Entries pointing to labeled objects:

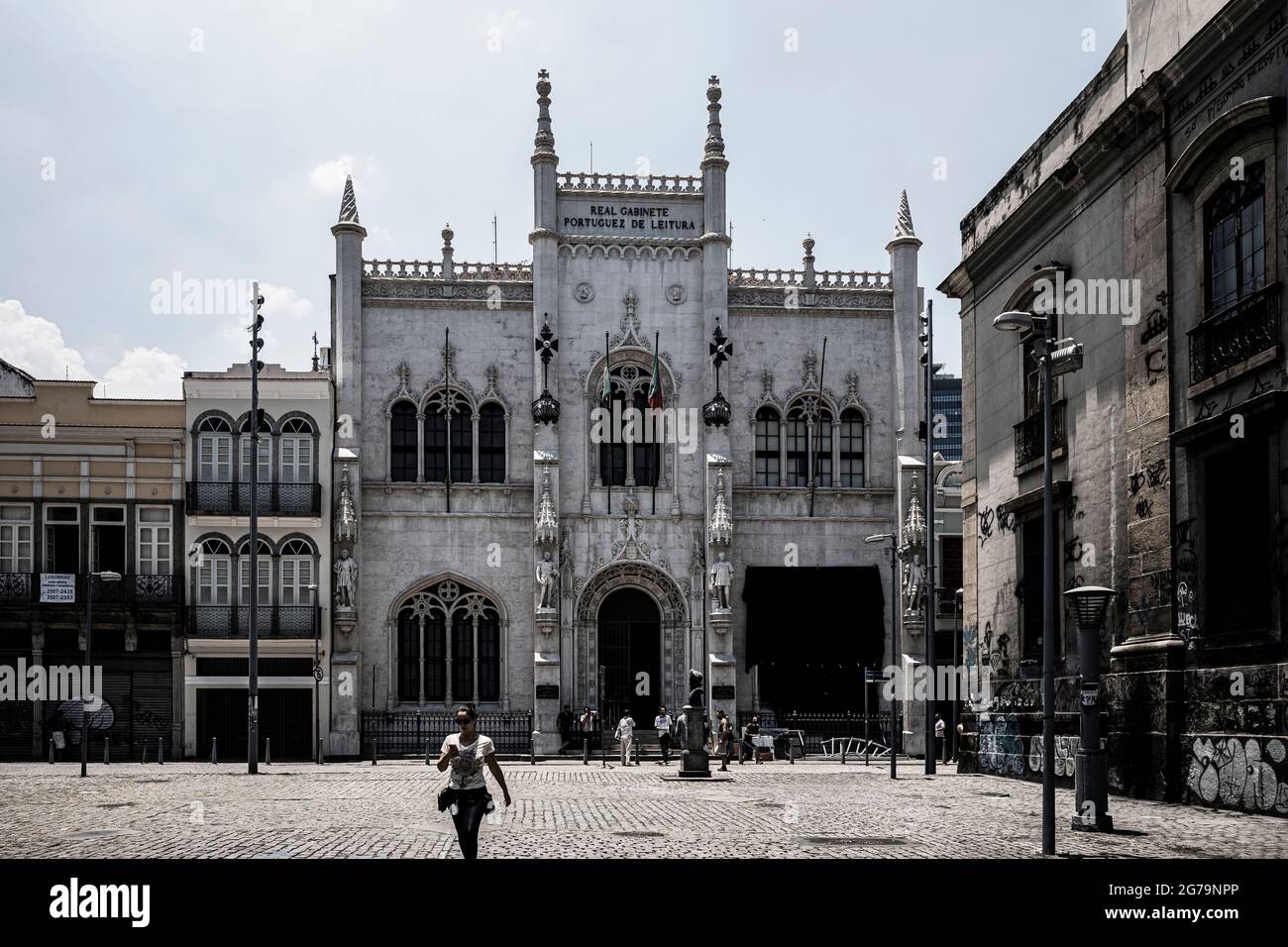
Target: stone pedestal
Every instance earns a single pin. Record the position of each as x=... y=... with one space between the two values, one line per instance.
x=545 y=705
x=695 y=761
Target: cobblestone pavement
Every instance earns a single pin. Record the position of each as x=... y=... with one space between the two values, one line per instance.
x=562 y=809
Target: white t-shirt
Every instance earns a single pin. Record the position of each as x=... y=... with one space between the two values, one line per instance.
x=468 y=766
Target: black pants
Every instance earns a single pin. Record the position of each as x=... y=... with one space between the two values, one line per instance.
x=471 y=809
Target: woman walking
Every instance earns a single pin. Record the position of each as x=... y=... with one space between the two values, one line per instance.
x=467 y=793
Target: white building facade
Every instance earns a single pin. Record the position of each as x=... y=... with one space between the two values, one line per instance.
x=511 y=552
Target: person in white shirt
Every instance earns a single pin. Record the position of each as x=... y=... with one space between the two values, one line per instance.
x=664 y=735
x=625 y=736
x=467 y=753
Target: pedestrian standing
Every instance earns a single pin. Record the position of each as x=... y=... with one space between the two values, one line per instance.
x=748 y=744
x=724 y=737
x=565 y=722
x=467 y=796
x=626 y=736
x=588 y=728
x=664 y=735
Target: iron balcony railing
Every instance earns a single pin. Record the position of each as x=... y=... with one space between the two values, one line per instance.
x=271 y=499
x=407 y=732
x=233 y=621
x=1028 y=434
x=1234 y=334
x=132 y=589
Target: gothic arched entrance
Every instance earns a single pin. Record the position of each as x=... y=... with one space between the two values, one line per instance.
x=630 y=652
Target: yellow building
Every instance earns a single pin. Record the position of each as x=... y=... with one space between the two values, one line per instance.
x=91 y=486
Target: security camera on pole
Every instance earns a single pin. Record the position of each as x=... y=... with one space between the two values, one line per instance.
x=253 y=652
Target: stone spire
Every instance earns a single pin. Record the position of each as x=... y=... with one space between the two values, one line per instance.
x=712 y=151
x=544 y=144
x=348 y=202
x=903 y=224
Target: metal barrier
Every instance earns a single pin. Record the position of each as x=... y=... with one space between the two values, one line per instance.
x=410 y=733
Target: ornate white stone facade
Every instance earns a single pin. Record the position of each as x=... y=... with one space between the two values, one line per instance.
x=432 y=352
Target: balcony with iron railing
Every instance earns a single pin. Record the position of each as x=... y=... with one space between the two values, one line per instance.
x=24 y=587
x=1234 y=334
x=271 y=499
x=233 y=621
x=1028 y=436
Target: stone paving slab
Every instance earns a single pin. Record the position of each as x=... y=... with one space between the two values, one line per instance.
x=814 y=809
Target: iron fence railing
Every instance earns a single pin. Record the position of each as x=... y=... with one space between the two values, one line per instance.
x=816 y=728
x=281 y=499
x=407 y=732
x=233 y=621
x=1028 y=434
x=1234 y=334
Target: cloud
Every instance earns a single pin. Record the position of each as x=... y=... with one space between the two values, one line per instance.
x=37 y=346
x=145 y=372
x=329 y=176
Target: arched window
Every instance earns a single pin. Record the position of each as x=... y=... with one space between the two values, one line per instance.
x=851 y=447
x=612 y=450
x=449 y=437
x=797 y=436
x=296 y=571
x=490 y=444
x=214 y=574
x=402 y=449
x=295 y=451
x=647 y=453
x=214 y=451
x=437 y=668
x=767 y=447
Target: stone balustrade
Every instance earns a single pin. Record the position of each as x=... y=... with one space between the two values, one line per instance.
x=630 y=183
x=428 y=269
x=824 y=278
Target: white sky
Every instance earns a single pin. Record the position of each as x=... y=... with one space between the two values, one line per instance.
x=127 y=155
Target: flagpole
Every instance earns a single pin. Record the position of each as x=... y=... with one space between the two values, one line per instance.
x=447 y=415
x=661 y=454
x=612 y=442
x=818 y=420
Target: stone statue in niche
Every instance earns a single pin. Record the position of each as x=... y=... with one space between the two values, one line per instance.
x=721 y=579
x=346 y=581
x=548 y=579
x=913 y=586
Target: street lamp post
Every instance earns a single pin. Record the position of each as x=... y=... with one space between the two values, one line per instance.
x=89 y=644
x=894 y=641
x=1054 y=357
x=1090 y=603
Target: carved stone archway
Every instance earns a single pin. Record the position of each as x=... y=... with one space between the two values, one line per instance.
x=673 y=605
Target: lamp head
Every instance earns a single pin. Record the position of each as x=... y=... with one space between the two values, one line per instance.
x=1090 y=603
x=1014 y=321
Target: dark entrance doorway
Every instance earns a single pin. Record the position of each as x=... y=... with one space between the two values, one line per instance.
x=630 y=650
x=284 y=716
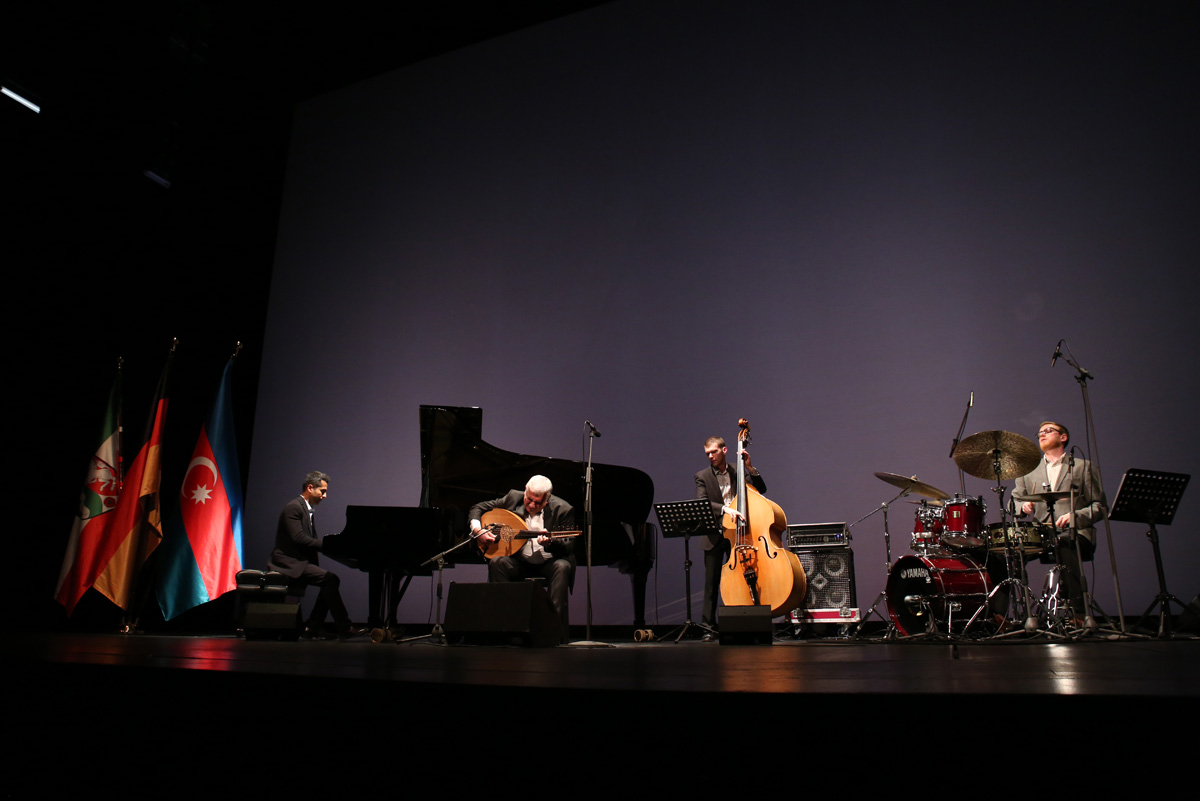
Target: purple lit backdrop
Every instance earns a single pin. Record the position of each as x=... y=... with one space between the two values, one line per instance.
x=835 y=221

_Problem statement_
Render all of the records above as a JSON list of strings, with one string per line and no blank lines. Omit the pictures.

_Solution to the problem_
[
  "Target: stone pedestal",
  "Every instance earns a single pin. Record the position of each as x=... y=... with one space between the two values, one line per instance.",
  "x=545 y=705",
  "x=695 y=761",
  "Target: cobblestone pavement",
  "Every instance earns a single pin. Record the position of each as x=... y=... with one space between the two values, one line per instance.",
  "x=562 y=809",
  "Target: white t-shirt",
  "Every instance earns a single pin. Record the position of each as x=... y=... with one space between the two values, one line per instance.",
  "x=468 y=766",
  "Target: black pants",
  "Every instance earns a single pin. Record the position of each as x=... y=... with one space between the two values, one line per instance.",
  "x=471 y=809",
  "Target: woman walking",
  "Every instance earns a single pin. Record the position of each as x=... y=... with one space between the two values, one line per instance.",
  "x=467 y=793",
  "Target: white building facade",
  "Every instance earns a single pin. Record the position of each as x=... y=... with one space between the two values, one line per instance.",
  "x=511 y=552",
  "Target: person in white shirt",
  "Every instance earns a single pin. Record the position of each as x=... y=... with one space between the two values, one line per instance.",
  "x=664 y=735",
  "x=625 y=736",
  "x=467 y=753",
  "Target: pedestrian standing",
  "Every instance earns a single pin. Record the position of each as x=... y=... with one space between the two values, one line per instance.",
  "x=748 y=744",
  "x=724 y=737",
  "x=565 y=722",
  "x=467 y=796",
  "x=626 y=736",
  "x=588 y=728",
  "x=664 y=735",
  "Target: iron balcony railing",
  "Every instance earns a single pin. Record the position of each as x=... y=... with one space between the two values, one line per instance.",
  "x=271 y=499",
  "x=407 y=732",
  "x=233 y=621",
  "x=1028 y=434",
  "x=1234 y=334",
  "x=132 y=589",
  "Target: gothic arched entrance",
  "Every instance earns a single pin. Record the position of each as x=... y=... with one space between the two values, one line per instance.",
  "x=630 y=652",
  "Target: yellow building",
  "Every instance earns a single pin. Record the position of each as x=... y=... with one space between the two values, one line per instance.",
  "x=91 y=486",
  "Target: security camera on pole",
  "Every instance earns a single pin. Record the position of each as x=... y=... with one space between the two values, one line per instance.",
  "x=253 y=652",
  "Target: stone spire",
  "Every instance earns a single pin. Record the position of each as x=... y=... with one space between the two values, one line per instance.",
  "x=712 y=151",
  "x=544 y=144",
  "x=348 y=202",
  "x=903 y=224",
  "Target: metal barrier",
  "Every instance earns a single pin. Record the position of each as x=... y=... with one space between the two values, one line per instance.",
  "x=410 y=733",
  "Target: ornate white stone facade",
  "Every instance earns a single pin. Record the position of each as x=... y=... with one space between the two values, one line per instance.",
  "x=432 y=352",
  "Target: balcony with iron railing",
  "Every instance earns a single pin. Record the position of each as x=... y=... with one space between the two values, one line per instance.",
  "x=24 y=587",
  "x=1234 y=334",
  "x=271 y=499",
  "x=233 y=621",
  "x=1028 y=436",
  "Target: stone paving slab",
  "Every instance earns a single pin. Record the position of each as x=... y=... with one space between the two values, one line per instance.",
  "x=814 y=809",
  "Target: iron fence railing",
  "Every instance earns a single pin. Record the position of each as x=... y=... with one space between the two values, one line per instance.",
  "x=816 y=728",
  "x=281 y=499",
  "x=407 y=732",
  "x=233 y=621",
  "x=1028 y=434",
  "x=1234 y=334",
  "Target: cloud",
  "Every instance earns a single pin. Record the position of each as x=... y=... with one space between the two values, one line per instance.",
  "x=37 y=346",
  "x=145 y=372",
  "x=329 y=176",
  "Target: arched window",
  "Every instance earns a single pin. Record the position of each as x=... y=... with one space between the two values, one line per instance.",
  "x=851 y=447",
  "x=612 y=450",
  "x=449 y=437",
  "x=797 y=436",
  "x=296 y=571",
  "x=490 y=444",
  "x=214 y=574",
  "x=402 y=449",
  "x=295 y=451",
  "x=647 y=453",
  "x=214 y=451",
  "x=437 y=668",
  "x=767 y=447",
  "Target: stone balustrade",
  "Every instance earns a single pin. Record the position of each as x=... y=... with one space between the two values, one line per instance.",
  "x=630 y=183",
  "x=428 y=269",
  "x=824 y=278",
  "Target: white sky",
  "Every instance earns a single pin. Record the position of each as x=... y=... with one space between the two values, one line per instance.",
  "x=127 y=155",
  "Target: flagpole",
  "Every instance earns a single pin. Record the position of each as x=... y=... with one space between the two values, one line per instance.",
  "x=447 y=415",
  "x=661 y=454",
  "x=612 y=442",
  "x=818 y=420",
  "Target: stone statue in niche",
  "Every instance earns a single pin. Record the position of each as x=... y=... with one space between the two values, one line per instance.",
  "x=721 y=579",
  "x=346 y=581",
  "x=548 y=579",
  "x=913 y=586",
  "Target: street lamp post",
  "Every instance earns a single pin. Record the position of each as x=... y=... with one space between the two values, one line per instance.",
  "x=89 y=644",
  "x=894 y=641",
  "x=1054 y=357",
  "x=1090 y=603",
  "Target: carved stone archway",
  "Every instance earns a single pin. Record the position of each as x=... y=... with one space between the two values, one line per instance.",
  "x=673 y=605",
  "Target: lamp head",
  "Every instance earns a single pin. Record the position of each as x=... y=... with one space between the two values, one line per instance.",
  "x=1090 y=603",
  "x=1014 y=321",
  "Target: dark entrance doorway",
  "Every instance earns a single pin. Record the position of each as x=... y=... with one space between the two values, one line per instance.",
  "x=630 y=650",
  "x=284 y=716",
  "Target: purple lit backdrop",
  "Every instance earns a single pin. Record the position of each as x=... y=... with one space between the two values, one line per instance.",
  "x=835 y=221"
]